DOCUMENT →
Thursday, November 17, 2016

I, Professor

Apparently none of our undergraduates want my job.

Surprisingly few of the graduate students do.

My father says, "Those who can, do.  Those who can't, teach."

The internet says that college professor is one of the lowest stress jobs.

All I can say is, WOW.  Here's what it looks like from a new professor's perspective:

  1. You walk in ready to rock and roll based on your hands-in-the-lab experience.  No one appears to truly care about your teaching experience, nor your leadership, grant management, etc.. experience when they hire you.  The overall attitude is, "well, you're great in the lab, obviously you'll figure the other things out."  At this point I'll start highlighting all the roles in which you're expected to excel despite no training or experience...
  2. Suddenly you get students.  Or not.  It depends on how "sexy" your research is at the moment, and how well you can sell it, honestly, despite no training in being a good salesperson.  Hopefully you will get good students (I did), and hopefully you'll be able to tell the difference between good ones and bad ones, despite having absolutely zero experience as a hiring manager.
  3. Of course, at the same time, you'll be asked to either teach an established class or design a new one.  Most likely, if your university is kind to new professors, you'll be asked to design a new course.  Also of course, this won't feel particularly kind, as you've never ever had any experience as a course designer, at the university level, before.
  4. You'll start ordering things for your new laboratory, and your budget admin people will start to query you about how much you should request for this first year.  You likely have some clue, because you wrote the budget in the first place, but if you're really interdisciplinary like me, you're going to start to realize how little experience you have in financial administration.  If you're really smart or really stupid, you'll offload a lot of this on your new support team, only to find out you both had assumptions, and your assumptions made a donkey out of both of you.

Point annotations on photos
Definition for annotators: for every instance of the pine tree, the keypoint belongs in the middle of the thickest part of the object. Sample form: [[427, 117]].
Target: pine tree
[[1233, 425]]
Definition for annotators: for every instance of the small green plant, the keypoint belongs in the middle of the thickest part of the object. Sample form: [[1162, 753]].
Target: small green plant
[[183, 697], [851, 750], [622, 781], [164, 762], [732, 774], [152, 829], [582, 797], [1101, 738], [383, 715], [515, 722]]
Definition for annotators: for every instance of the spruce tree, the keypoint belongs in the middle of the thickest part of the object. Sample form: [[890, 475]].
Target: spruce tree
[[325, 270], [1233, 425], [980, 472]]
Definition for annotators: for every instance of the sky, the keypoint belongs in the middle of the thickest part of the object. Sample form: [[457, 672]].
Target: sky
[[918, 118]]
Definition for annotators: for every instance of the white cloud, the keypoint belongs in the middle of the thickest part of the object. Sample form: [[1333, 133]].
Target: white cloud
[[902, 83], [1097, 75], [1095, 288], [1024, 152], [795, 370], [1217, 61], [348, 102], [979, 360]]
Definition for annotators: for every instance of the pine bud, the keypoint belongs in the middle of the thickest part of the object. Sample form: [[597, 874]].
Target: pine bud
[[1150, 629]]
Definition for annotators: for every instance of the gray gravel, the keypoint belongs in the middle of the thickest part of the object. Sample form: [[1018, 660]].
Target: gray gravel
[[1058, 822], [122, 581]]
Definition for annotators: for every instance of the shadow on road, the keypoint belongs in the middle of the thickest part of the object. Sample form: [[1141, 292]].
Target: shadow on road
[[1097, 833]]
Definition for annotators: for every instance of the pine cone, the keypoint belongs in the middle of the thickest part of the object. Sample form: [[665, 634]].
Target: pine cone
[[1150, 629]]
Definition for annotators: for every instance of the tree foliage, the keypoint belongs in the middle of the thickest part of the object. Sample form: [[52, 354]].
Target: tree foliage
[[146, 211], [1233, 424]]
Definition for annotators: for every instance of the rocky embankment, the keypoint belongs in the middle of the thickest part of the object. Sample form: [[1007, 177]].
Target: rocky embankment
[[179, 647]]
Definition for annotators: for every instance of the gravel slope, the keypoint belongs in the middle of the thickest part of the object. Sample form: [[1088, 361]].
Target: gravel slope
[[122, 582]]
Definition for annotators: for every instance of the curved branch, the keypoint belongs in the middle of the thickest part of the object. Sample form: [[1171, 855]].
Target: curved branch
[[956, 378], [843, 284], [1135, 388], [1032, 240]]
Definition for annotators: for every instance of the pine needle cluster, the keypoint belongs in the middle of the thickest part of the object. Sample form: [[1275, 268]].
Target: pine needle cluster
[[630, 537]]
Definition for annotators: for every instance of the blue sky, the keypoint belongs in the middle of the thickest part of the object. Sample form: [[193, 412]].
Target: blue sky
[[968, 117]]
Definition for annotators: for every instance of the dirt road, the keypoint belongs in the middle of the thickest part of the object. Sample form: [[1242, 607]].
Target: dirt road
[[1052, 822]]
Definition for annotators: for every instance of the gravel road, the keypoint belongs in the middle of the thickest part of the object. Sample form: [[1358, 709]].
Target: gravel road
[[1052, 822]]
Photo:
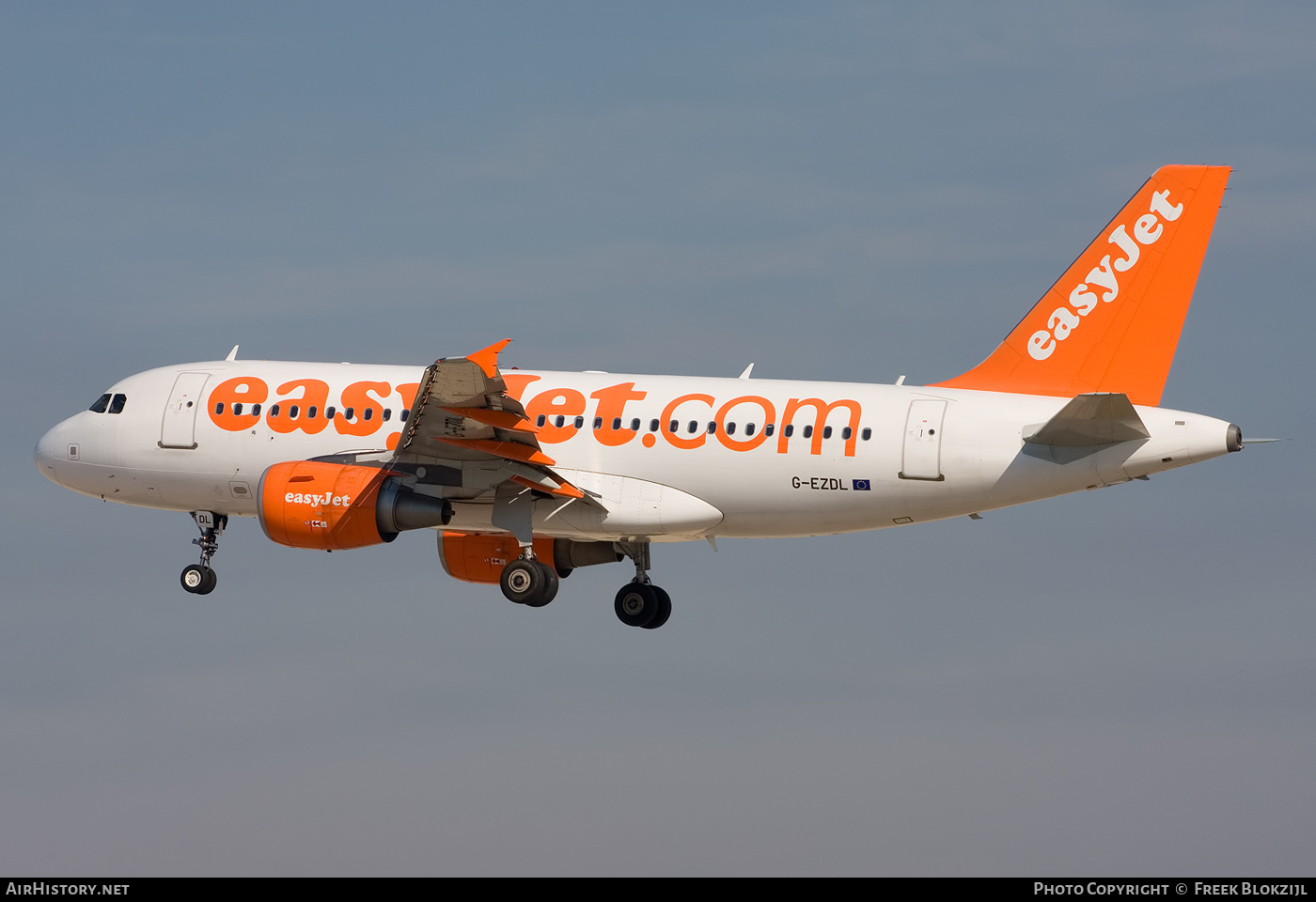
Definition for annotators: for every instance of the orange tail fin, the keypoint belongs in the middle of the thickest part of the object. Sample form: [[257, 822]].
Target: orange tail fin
[[1112, 321]]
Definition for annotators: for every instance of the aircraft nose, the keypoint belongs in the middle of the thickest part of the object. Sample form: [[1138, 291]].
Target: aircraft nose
[[43, 455]]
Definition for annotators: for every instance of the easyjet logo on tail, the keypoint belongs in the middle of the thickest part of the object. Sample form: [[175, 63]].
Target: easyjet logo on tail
[[1104, 276]]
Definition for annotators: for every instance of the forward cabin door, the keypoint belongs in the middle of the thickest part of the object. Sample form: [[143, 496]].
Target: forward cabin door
[[923, 441], [178, 428]]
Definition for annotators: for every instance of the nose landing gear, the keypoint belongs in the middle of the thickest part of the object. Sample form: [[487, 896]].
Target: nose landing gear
[[529, 582], [199, 579]]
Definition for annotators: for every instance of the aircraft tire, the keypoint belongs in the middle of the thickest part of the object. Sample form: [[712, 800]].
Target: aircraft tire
[[526, 583], [550, 586], [664, 609], [194, 579], [635, 604]]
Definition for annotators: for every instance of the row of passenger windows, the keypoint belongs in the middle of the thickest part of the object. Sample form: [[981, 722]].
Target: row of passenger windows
[[694, 427], [312, 412], [109, 404]]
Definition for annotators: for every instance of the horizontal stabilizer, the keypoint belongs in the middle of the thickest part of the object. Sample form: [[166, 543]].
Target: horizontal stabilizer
[[1091, 420]]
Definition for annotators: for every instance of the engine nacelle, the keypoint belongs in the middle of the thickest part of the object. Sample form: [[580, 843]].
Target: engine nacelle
[[308, 504], [480, 556]]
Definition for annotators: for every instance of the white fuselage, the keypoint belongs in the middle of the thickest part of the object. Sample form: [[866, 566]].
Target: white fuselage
[[839, 458]]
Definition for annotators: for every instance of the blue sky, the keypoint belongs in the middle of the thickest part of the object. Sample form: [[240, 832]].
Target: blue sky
[[1112, 682]]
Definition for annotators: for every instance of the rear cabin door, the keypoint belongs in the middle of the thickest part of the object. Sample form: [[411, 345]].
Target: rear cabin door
[[923, 441], [178, 428]]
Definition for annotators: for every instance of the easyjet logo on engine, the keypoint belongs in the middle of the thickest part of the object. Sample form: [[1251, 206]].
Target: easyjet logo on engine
[[1102, 277], [318, 500]]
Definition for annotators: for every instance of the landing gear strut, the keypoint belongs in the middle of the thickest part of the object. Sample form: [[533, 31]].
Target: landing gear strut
[[199, 579], [641, 602], [529, 582]]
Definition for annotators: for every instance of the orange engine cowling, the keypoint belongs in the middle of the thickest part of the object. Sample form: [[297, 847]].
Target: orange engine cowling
[[480, 556], [311, 504]]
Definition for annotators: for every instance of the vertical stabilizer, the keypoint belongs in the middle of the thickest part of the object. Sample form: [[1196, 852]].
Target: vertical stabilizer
[[1112, 321]]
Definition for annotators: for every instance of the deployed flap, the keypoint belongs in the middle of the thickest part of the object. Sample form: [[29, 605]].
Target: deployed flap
[[1091, 420], [463, 413]]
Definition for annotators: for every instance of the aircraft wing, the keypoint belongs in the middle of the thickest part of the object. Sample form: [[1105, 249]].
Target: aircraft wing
[[463, 415]]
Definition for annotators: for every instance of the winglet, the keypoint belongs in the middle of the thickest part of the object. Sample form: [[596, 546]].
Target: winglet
[[487, 358], [1112, 321]]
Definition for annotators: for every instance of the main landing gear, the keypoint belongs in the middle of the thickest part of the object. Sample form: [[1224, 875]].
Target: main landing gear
[[641, 602], [199, 579]]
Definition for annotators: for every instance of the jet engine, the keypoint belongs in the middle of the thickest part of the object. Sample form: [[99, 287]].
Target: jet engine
[[309, 504]]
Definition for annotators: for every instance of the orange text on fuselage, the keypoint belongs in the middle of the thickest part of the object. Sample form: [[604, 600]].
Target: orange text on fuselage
[[686, 422]]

TASK REQUIREMENTS →
**a)** Decide whether each statement agrees with the post about becoming a professor, answering yes or no and quoting the words from the post that settle it: (i) the internet ranks college professor among the highest-stress jobs; (ii) the writer ended up with good students; (iii) a university that is kind to new professors will most likely have them design a new course.
**b)** Carry on the post about becoming a professor, starting after its final sentence.

THE RESULTS →
**a)**
(i) No: "The internet says that college professor is one of the lowest stress jobs."
(ii) Yes: "Hopefully you will get good students (I did)"
(iii) Yes: "Most likely, if your university is kind to new professors, you'll be asked to design a new course."

**b)**
  5. Now it's been half a semester, and your students are getting older and more experienced and you are starting to realize they know more than you in some areas.  They should, as they should graduate as the world's expert in their field, which should be different from yours.  This development is awesome!!  But this is also the time they start to realize they know more than you in some areas.  If you have an awesome group, like mine, your team takes all this learning in stride and comes out the other end stronger and more awesome without major scuffs.  If you have a less-awesome group, well... You get your first major lesson in personnel management.
  6. After that first semester, the department expects you to do things you didn't have to do before, like committee service.  You're probably about to be asked to chair a committee that actually means something.  Shoot.  And you just figured out a little bit of management with your hot-headed-lab-manager, now you have to manage a team of professors.  Professors are worse than cats - if you walk into a room with two professors and ask for an opinion, you'll walk out two hours later with 132 different opinions.  Let's call this boss-level management, because managing that situation feels a lot like fighting the "boss" on the old video games.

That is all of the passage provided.